- Problem set:
(1) In the OCR add-on reference, what does IsModuleInstalled() return?
(2) Please carry on writing the OCR add-on reference from the point where it stops.

Dev Center
Table of contents

{WebTwainObject}.Addon.OCR

{WebTwainObject} denotes the WebTwain instance.

For Server Side OCR, check out Server-Side OCR.

Methods

       
Download() DownloadLangData() IsModuleInstalled() SetLanguage()
SetOutputFormat() SetPageSetMode() GetIfUseDetectedFont() SetIfUseDetectedFont()
GetUnicodeFontName() SetUnicodeFontName() GetMinFontSizeforMoreAccurateResult() SetMinFontSizeforMoreAccurateResult()
Recognize() RecognizeFile() RecognizeRect() RecognizeSelectedImages()

Download

Syntax

/**
 * Download and install the OCR add-on on the local system.
 * @param path The URL to download the add-on (typically a ZIP file).
 * @param successCallback A callback function that is executed if the request succeeds.
 * @param failureCallback A callback function that is executed if the request fails.
 * @argument errorCode The error code.
 * @argument errorString The error string.
 */
Download(
    path: string,
    successCallback: () => void,
    failureCallback: (
        errorCode: number,
        errorString: string
    ) => void
): void;

IsModuleInstalled

Syntax

/**
 * Return whether the OCR engine has been installed.
 */
IsModuleInstalled(): boolean;

DownloadLangData

Syntax

/**
 * Download and install an OCR language package.
 * @param path The URL to download the package (typically a ZIP file).
 * @param successCallback A callback function that is executed if the request succeeds.
 * @param failureCallback A callback function that is executed if the request fails.
 * @argument errorCode The error code.
 * @argument errorString The error string.
 */
DownloadLangData(
    path: string,
    successCallback: () => void,
    failureCallback: (
        errorCode: number,
        errorString: string
    ) => void
): void;

GetIfUseDetectedFont

Syntax

/**
 * Return whether the output uses the fonts detected by the OCR system or the default/provided ones. Only valid when the result format is PDF.
 */
GetIfUseDetectedFont(): boolean;

SetIfUseDetectedFont

Syntax

/**
 * Set whether the output uses the fonts detected by the OCR system or the default/provided ones. Only valid when the result format is PDF.

Part of a data file:

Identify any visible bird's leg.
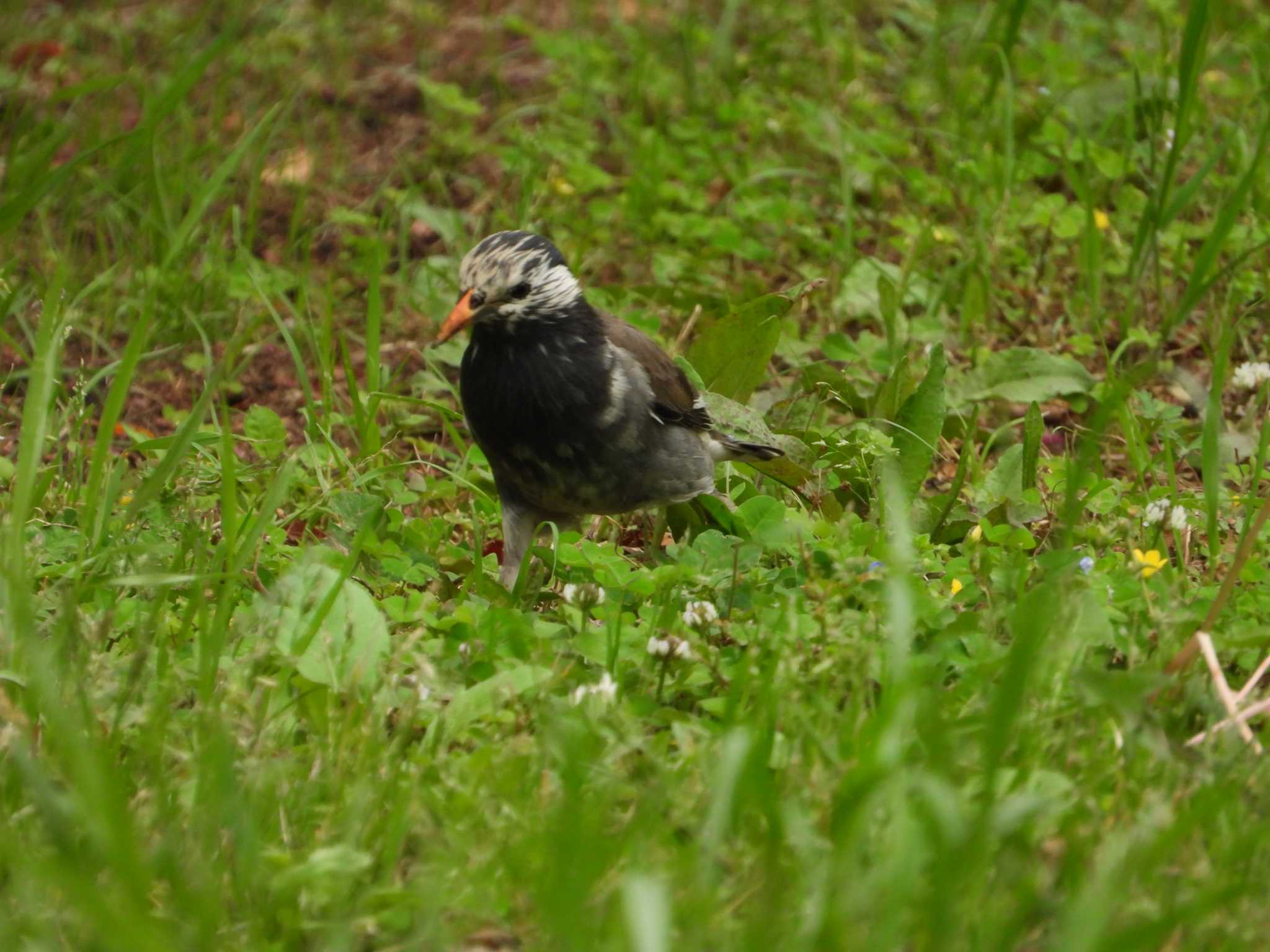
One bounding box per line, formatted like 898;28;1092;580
498;503;538;591
710;488;737;513
647;505;669;563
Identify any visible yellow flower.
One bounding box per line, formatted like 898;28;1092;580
1133;549;1168;579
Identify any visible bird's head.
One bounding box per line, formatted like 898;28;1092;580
437;231;582;343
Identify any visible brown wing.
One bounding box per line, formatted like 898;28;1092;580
601;314;714;430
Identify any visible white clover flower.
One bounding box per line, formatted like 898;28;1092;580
683;602;719;628
1168;505;1186;532
1142;499;1168;526
1231;361;1270;390
569;671;617;707
560;581;605;608
645;635;692;658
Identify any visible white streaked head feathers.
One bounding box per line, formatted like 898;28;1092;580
458;231;582;322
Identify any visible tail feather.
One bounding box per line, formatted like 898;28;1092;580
713;433;785;462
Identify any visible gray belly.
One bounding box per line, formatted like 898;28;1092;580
491;419;714;515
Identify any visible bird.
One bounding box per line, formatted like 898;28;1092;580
435;231;785;590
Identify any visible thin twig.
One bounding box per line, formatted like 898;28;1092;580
670;305;701;356
1195;631;1261;754
1235;655;1270;705
1165;496;1270;674
1186;698;1270;747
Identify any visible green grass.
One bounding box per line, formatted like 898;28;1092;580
0;0;1270;952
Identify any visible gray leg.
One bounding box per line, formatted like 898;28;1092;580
498;504;538;591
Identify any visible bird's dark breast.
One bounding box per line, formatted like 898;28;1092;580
460;325;608;513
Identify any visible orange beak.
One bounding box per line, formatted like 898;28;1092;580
435;288;473;344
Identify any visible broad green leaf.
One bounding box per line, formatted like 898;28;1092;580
893;344;948;496
688;278;824;402
446;664;551;733
979;443;1024;508
244;552;389;690
701;391;814;488
961;346;1096;403
242;403;287;459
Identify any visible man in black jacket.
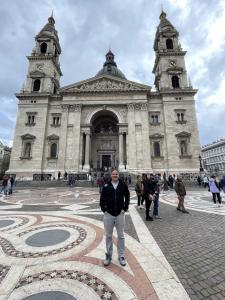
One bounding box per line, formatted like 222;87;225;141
100;170;130;266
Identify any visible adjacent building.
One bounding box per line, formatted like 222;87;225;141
202;139;225;175
9;11;200;178
0;141;11;177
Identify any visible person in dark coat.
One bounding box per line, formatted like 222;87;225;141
174;175;189;214
100;170;130;266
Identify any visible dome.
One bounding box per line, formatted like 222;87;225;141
96;50;126;79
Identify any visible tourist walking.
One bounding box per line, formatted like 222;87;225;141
153;175;161;219
135;175;142;208
209;175;222;206
100;170;130;266
220;176;225;193
174;175;189;214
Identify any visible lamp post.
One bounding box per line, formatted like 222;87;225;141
198;154;204;172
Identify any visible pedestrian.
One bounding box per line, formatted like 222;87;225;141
209;175;222;206
220;176;225;193
1;175;8;195
153;175;161;219
203;175;209;188
100;170;130;266
197;175;202;186
163;172;168;191
134;175;142;209
174;175;189;214
128;174;131;185
97;175;104;194
168;175;174;190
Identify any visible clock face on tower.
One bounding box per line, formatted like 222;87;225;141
169;59;177;67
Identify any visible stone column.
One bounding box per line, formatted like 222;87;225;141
84;132;90;172
70;104;81;172
57;104;69;173
127;104;137;170
140;103;152;173
119;132;125;171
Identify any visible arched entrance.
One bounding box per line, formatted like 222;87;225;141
90;110;119;171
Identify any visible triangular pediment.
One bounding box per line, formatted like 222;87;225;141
30;70;45;78
176;131;191;138
21;133;36;140
150;133;164;139
60;75;151;94
47;134;59;140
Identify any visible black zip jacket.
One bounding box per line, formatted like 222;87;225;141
100;180;130;216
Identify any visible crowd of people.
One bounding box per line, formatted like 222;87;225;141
0;175;15;195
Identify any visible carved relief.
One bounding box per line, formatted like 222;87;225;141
62;79;148;92
69;104;81;111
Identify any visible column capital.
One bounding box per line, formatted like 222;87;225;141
69;104;81;111
61;104;69;112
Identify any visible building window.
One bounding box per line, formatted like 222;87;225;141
33;79;41;92
50;143;57;158
180;140;188;156
41;43;47;54
51;114;61;127
153;142;161;157
166;39;173;49
26;112;37;126
23;142;31;158
47;134;59;159
176;131;191;158
171;75;180;89
149;112;160;125
20;134;36;159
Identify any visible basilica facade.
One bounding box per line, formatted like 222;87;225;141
9;12;200;178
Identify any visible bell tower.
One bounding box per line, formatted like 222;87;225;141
152;11;190;91
21;15;62;94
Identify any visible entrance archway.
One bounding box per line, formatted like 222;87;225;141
90;110;119;171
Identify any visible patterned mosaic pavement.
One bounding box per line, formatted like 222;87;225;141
0;188;225;300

- Responses by task:
(1) A boolean that tells whether the OCR engine has been installed.

(2)
 * @param value Whether to use or not the detected font.
 */
SetIfUseDetectedFont(value: boolean): boolean;

GetMinFontSizeforMoreAccurateResult

Syntax

/**
 * Return the font size base to apply higher-level regional accurate OCR.
 */
GetMinFontSizeforMoreAccurateResult(): number;

SetMinFontSizeforMoreAccurateResult

Syntax

/**
 * Set the font size base to apply higher-level regional accurate OCR.
 * @param size Specify the size.
 */
SetMinFontSizeforMoreAccurateResult(size: number): number;

Usage notes

If the font size is set to 0, it indicates no regional accurate OCR will be performed.

GetUnicodeFontName

Syntax

/**
 * Return the font name for OCR. Only valid when the output format is PDF.
 */
GetUnicodeFontName(): string;

SetUnicodeFontName

Syntax

/**
 * Set the font name for OCR. Only valid when the output format is PDF.
 * @param name Specify a font to be used for the OCR.
 */
SetUnicodeFontName(name: string): boolean;

Usage notes

The name parameter in SetUnicodeFontName() should be the name (without the .font extension) of an existing Windows font in the directory ( C:\Windows\Fonts ).

The definition of a “unicode” font is loose. Any font can be provided here, however it needs to support the characters of the language to be used. Some fonts may support only some languages, but certain fonts such as ArialUni supports all common languages.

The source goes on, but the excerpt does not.